Required tasks –
**1.** In the text on IT project prioritization, what share of overall IT spend do the more sophisticated and mature IT shops tend to put toward operations?
**2.** Using the text on IT project prioritization, explain why each variable used to prioritize projects must have a scale and weight.

Source extract –
....

For non-strategic, generic capabilities, the focus should be on simplification to remove complexity and cost. For technology, that means removing custom applications and processes wherever possible.
3. Best Practices to Prioritize & Rationalize IT Project
The prioritization of the portfolio is an ongoing process. Decisions must be reevaluated periodically (6~12 months or shorter) in order to confirm the assumptions we used to prioritize our projects. Be careful to distinguish between best practices and the prioritization
The prioritization roadmap is a methodology that every CIO or IT organization need create according to their own realities and capacities.
A good practice, for example, involve the participation of users, to have related experience, or have a scientific methodology to standardize corporate financial analysis as "investment, profit and rate of return of the projects”, and to have vision and strategy deployed in short-term and long-term defined including its level of importance among them, to have a minimum IT budget for "investments" (politics related about the investment), etc. Some variables used to prioritize the projects are:
1) Risk involved: Identify risks that deadlines are not met, the issue related if the project can not be easily accepted by staff, flow cash capacity from the corporate capacity or level of trust with suppliers to provide the service. This will require that each organization believes or create its own risk matrix
2) Conductor: Mandatory, critical, optional. A measure whether you should do it without looking at the costs.
3) Size of the cost ($): not only the amount but the flow at the time of disbursement
4) Size of profit ($):not only the amount but the flow at the time or the cost ($) if we do not do it (such as meeting regulatory actions)
5) Return of investment
6) Approved budget ($).
7) The time to complete the Implementation (post-training and post adjustment period)
8) Time to reach equilibrium (cost = benefit)
9) Time required by users to implement the project
10) Alignment of the project with the vision and strategies. A precise identification of objectives that the project will support
11) Staff needed to implement the project (numbers, skills, timeframe, outsourcing)
12) Staff impacted: (in IT and in the user area)
13) Customers Impacted (in numbers, sales amount and the so on)
14) Opportunity / Innovation: Sometimes could be projects that seek to "evaluate" a potential product or a technology solution to a problem (prototype). These are usually projects that seek to place the business into a new vantage point (looking for the “jump”).
15) Suppliers (skills and resources to execute)
16) Each variable must have a scale and weight. So a project is reflected in a number that will facilitate prioritization. If a project does not have the "priority" we expected may be due to an error in processing or failing to consider a new variable or because our feeling was not right.
17) Evaluate each of the variables from the perspective of original value (value that was assumed when the project was prioritized), current value (the value that considers the current scenario with the current costs) projected value (the value considering a conservative scenario according we expect in the future –as example, changes of prices-). The comparisons help to review progress, deviations, and make new decisions.
Going back to
MIT’s study: one of the many questions that arise is, what percentage of the overall IT spend should be spent on operations and what percent should be spent on development. The research shows a mixed bag of results, but the more sophisticated and mature IT shops tend to spend about 65% on operations. Some of the more advanced IT-focused companies have the ops portion down to 40%.

....

Information –

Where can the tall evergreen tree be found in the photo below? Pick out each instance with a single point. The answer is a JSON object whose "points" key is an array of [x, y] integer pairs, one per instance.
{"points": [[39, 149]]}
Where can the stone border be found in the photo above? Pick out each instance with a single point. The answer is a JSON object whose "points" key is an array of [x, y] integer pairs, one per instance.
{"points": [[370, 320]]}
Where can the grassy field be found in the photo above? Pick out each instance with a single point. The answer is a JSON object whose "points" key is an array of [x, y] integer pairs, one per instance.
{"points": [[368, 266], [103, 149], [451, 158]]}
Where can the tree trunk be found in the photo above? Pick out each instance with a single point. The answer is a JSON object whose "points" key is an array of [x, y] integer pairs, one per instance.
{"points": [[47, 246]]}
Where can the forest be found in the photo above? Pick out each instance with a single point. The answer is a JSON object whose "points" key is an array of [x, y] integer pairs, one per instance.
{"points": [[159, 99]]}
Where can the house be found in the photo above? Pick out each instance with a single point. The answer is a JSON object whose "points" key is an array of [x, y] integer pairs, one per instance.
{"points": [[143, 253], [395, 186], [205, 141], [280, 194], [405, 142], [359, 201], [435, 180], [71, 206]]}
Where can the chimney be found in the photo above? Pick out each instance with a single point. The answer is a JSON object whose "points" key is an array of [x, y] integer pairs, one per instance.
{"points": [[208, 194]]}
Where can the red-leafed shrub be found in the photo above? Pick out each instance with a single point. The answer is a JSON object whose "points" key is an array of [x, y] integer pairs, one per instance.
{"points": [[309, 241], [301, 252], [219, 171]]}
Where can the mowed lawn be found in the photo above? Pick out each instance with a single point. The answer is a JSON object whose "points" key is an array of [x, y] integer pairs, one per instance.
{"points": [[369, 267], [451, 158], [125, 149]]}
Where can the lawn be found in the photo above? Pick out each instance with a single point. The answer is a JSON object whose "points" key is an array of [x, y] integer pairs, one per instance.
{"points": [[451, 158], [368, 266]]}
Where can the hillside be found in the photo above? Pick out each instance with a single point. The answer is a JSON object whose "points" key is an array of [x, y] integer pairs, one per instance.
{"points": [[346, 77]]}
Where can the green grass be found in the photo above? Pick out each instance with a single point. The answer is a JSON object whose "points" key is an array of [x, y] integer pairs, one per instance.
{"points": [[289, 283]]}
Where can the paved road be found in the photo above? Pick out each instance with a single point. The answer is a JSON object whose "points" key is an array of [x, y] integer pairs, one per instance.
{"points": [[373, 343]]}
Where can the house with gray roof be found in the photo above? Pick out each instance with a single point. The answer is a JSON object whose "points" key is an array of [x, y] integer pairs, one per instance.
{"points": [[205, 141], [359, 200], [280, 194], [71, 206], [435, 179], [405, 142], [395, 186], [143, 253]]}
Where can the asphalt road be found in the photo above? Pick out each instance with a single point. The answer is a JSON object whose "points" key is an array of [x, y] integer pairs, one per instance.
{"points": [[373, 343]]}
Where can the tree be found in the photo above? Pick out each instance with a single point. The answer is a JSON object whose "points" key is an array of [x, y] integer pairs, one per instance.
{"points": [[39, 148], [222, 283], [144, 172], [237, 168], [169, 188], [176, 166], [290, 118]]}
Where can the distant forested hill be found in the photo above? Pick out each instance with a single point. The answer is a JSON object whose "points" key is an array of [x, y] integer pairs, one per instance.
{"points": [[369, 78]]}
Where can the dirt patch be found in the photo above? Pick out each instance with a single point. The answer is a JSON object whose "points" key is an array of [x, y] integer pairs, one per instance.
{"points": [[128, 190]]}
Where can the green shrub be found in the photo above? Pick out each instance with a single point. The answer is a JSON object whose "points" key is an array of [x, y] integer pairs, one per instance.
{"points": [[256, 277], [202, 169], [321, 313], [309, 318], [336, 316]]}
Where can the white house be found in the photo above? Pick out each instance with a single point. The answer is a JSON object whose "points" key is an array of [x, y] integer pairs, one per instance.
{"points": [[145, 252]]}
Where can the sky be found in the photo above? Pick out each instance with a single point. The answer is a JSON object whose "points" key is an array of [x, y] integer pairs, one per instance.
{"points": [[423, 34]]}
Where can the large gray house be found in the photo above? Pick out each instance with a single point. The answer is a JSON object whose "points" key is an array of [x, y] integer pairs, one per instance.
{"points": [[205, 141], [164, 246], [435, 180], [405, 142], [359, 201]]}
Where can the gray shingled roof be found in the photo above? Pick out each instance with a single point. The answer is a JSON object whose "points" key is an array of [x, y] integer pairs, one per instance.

....

Solution set –
**1.** About 65%.

**2.** Giving each variable a scale and weight lets a project be expressed as a single number, which makes prioritization easier. If a project then doesn't get the expected priority, the cause may be a processing error, a new variable that wasn't considered, or a mistaken feeling about the project.